## Directions
Set down all of the entries precisely as they were written.

## Excerpted data
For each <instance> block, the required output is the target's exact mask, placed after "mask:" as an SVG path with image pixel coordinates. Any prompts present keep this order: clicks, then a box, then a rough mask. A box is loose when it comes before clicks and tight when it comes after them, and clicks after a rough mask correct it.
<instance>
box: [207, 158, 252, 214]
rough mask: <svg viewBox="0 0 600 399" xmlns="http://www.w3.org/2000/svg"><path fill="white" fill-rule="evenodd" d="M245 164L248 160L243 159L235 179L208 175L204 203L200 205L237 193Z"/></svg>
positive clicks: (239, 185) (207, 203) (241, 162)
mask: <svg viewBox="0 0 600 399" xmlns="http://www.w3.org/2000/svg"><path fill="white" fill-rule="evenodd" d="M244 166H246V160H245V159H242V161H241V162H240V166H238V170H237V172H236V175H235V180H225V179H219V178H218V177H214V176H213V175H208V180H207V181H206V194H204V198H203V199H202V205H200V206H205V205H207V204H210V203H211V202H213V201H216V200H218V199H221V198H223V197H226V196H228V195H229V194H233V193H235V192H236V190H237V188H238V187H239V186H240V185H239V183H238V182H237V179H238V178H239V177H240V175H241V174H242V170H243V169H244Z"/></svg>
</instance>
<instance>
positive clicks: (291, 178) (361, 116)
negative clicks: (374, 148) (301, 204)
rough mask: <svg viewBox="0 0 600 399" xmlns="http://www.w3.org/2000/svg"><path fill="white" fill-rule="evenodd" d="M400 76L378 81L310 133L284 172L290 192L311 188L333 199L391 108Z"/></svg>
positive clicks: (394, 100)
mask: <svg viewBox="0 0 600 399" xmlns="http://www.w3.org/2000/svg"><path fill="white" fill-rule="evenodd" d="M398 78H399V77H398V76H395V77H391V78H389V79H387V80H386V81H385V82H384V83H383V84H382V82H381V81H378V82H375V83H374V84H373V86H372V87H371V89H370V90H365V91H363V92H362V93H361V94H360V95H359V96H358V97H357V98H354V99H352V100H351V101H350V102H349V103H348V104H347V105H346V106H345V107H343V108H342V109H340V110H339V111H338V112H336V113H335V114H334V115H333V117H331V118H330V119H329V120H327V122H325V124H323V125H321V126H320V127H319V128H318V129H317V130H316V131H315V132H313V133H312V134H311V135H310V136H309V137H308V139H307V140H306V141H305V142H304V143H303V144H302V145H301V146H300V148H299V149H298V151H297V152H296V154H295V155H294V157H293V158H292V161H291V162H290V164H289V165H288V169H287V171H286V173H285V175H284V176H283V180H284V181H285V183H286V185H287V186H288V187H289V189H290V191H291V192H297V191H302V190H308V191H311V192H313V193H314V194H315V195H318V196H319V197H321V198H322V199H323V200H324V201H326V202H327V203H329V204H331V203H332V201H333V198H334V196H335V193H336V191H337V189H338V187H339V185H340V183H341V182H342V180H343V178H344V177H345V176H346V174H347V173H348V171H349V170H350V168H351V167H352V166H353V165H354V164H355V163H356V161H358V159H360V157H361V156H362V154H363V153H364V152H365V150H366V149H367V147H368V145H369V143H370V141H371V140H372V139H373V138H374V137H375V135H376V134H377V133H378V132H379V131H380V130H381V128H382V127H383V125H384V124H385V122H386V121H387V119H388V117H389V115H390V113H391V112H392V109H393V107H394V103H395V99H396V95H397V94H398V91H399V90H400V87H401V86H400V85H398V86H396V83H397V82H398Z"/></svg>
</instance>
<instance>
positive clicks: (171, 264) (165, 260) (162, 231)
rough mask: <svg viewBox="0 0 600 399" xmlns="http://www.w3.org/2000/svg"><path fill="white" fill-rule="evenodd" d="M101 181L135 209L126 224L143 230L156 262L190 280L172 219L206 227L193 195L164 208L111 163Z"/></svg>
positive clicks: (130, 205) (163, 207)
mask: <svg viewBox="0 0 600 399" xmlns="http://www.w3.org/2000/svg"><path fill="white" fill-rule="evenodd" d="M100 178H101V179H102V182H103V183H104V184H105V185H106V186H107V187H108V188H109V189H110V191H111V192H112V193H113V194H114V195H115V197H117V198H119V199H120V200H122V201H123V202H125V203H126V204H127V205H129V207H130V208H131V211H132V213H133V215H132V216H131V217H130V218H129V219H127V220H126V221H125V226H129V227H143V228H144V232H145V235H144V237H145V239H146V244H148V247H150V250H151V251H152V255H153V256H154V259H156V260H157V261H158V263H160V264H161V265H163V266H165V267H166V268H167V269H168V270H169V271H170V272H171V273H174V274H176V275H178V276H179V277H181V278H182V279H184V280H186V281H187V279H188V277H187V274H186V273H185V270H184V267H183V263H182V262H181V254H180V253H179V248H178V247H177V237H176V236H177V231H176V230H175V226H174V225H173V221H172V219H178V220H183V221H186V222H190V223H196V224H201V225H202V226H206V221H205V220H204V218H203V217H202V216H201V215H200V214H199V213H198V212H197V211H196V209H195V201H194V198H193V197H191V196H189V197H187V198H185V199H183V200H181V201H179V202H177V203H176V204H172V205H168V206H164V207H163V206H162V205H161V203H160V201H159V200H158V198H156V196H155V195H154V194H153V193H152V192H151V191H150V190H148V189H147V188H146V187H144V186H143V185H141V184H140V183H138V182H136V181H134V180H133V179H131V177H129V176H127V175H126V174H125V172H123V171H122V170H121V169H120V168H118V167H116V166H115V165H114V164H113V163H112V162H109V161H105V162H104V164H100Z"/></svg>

## Output for this exercise
For each <instance> block, the required output is the target's exact mask, placed after "mask:" as an SVG path with image pixel coordinates. Any prompts present keep this order: clicks, then a box, then a rough mask. A box is loose when it comes before clicks and tight when it comes after them, and clicks after a rough mask correct it.
<instance>
box: [207, 158, 252, 214]
rough mask: <svg viewBox="0 0 600 399" xmlns="http://www.w3.org/2000/svg"><path fill="white" fill-rule="evenodd" d="M245 164L248 160L243 159L235 179L208 175L204 203L200 205L237 193Z"/></svg>
positive clicks: (239, 185) (207, 203) (241, 162)
mask: <svg viewBox="0 0 600 399" xmlns="http://www.w3.org/2000/svg"><path fill="white" fill-rule="evenodd" d="M244 166H246V160H245V159H242V161H241V162H240V166H238V170H237V172H236V175H235V180H225V179H219V178H218V177H214V176H213V175H208V180H207V181H206V194H204V198H203V199H202V205H200V206H205V205H207V204H210V203H211V202H213V201H216V200H218V199H221V198H223V197H226V196H228V195H229V194H233V193H235V192H236V190H237V188H238V187H239V186H240V185H239V183H238V182H237V179H238V178H239V177H240V175H241V174H242V170H243V169H244Z"/></svg>
</instance>
<instance>
positive clicks: (291, 178) (361, 116)
negative clicks: (374, 148) (301, 204)
rough mask: <svg viewBox="0 0 600 399" xmlns="http://www.w3.org/2000/svg"><path fill="white" fill-rule="evenodd" d="M400 76L378 81L310 133L284 172L290 192L311 188L333 199L391 108Z"/></svg>
positive clicks: (394, 100)
mask: <svg viewBox="0 0 600 399" xmlns="http://www.w3.org/2000/svg"><path fill="white" fill-rule="evenodd" d="M398 78H399V77H398V76H395V77H391V78H389V79H387V80H386V81H385V82H384V83H383V84H382V82H381V81H378V82H375V83H374V84H373V86H372V87H371V89H370V90H365V91H363V92H362V93H361V94H360V95H359V96H358V97H357V98H354V99H352V100H351V101H350V102H349V103H348V104H347V105H346V106H345V107H343V108H342V109H340V110H339V111H338V112H336V113H335V114H334V115H333V117H331V118H330V119H329V120H327V122H325V124H323V125H321V126H320V127H319V128H318V129H317V130H316V131H315V132H313V133H312V134H311V135H310V136H309V137H308V139H307V140H306V141H305V142H304V143H303V144H302V145H301V146H300V148H299V149H298V151H297V152H296V154H295V155H294V157H293V158H292V161H291V162H290V164H289V165H288V169H287V171H286V173H285V175H284V176H283V180H284V181H285V183H286V185H287V186H288V187H289V189H290V191H291V192H297V191H302V190H308V191H311V192H313V193H314V194H315V195H318V196H319V197H321V198H322V199H323V200H324V201H326V202H327V203H329V204H331V203H332V201H333V198H334V196H335V193H336V191H337V189H338V187H339V185H340V183H341V182H342V180H343V178H344V177H345V176H346V174H347V173H348V171H349V170H350V168H351V167H352V166H353V165H354V164H355V163H356V161H358V159H360V157H361V156H362V154H363V153H364V152H365V150H366V149H367V147H368V145H369V143H370V141H371V140H372V139H373V138H374V137H375V135H376V134H377V133H378V132H379V131H380V130H381V128H382V127H383V125H384V124H385V122H386V121H387V119H388V117H389V115H390V113H391V112H392V109H393V107H394V103H395V99H396V95H397V94H398V91H399V90H400V87H401V86H400V85H398V86H396V83H397V82H398Z"/></svg>
</instance>
<instance>
positive clicks: (171, 264) (165, 260) (162, 231)
rough mask: <svg viewBox="0 0 600 399" xmlns="http://www.w3.org/2000/svg"><path fill="white" fill-rule="evenodd" d="M101 181L135 209L126 224L143 230L156 262L190 280L172 219L206 227L193 195L164 208L111 163Z"/></svg>
positive clicks: (130, 205) (163, 207)
mask: <svg viewBox="0 0 600 399" xmlns="http://www.w3.org/2000/svg"><path fill="white" fill-rule="evenodd" d="M100 178H101V179H102V182H103V183H104V184H105V185H106V186H107V187H108V188H109V189H110V191H111V192H112V193H113V194H114V195H115V197H117V198H119V199H120V200H122V201H123V202H125V203H126V204H127V205H129V207H130V208H131V211H132V213H133V215H132V216H131V217H130V218H129V219H127V220H126V221H125V226H129V227H143V228H144V232H145V235H144V237H145V239H146V244H148V247H150V250H151V251H152V255H153V256H154V259H156V260H157V261H158V263H160V264H161V265H163V266H165V267H166V268H167V269H168V270H169V271H170V272H171V273H174V274H176V275H178V276H179V277H181V278H182V279H184V280H186V281H187V279H188V277H187V274H186V273H185V270H184V267H183V263H182V262H181V254H180V253H179V248H178V247H177V237H176V236H177V231H176V230H175V226H174V225H173V221H172V219H178V220H183V221H186V222H190V223H196V224H201V225H202V226H206V221H205V220H204V218H203V217H202V216H201V215H200V214H199V213H198V212H197V211H196V209H195V201H194V198H193V197H191V196H189V197H187V198H185V199H183V200H181V201H179V202H177V203H176V204H172V205H168V206H164V207H163V206H162V205H161V203H160V201H159V200H158V198H156V196H155V195H154V194H153V193H152V192H151V191H150V190H148V189H147V188H146V187H144V186H143V185H141V184H140V183H138V182H136V181H134V180H133V179H131V177H129V176H127V175H126V174H125V172H123V171H122V170H121V169H120V168H118V167H116V166H115V165H114V164H113V163H112V162H109V161H105V162H104V164H100Z"/></svg>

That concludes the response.